* WORK ORDER *
Review the material and extract every line in which the word "test" occurs.

─── DATA UNDER STUDY

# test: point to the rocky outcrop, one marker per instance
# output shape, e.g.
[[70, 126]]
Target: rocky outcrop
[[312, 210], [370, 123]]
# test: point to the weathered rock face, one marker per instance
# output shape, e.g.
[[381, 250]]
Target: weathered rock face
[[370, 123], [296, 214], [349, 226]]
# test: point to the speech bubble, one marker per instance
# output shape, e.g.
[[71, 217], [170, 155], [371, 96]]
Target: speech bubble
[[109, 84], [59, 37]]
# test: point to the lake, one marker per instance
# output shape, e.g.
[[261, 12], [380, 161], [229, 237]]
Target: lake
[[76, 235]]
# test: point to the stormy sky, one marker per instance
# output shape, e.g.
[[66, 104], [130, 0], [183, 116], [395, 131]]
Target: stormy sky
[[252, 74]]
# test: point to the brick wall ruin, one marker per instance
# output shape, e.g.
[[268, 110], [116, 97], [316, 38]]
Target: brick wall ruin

──────

* ANSWER BOX *
# test: point to the rocky outcrop, one marker per instance
# test: point to the weathered rock face, one marker per instance
# test: point to the speech bubble, one marker per instance
# test: point to the lake, one marker per instance
# test: point to the stormy sky, one marker per instance
# test: point to the brick wall ruin, one marker per instance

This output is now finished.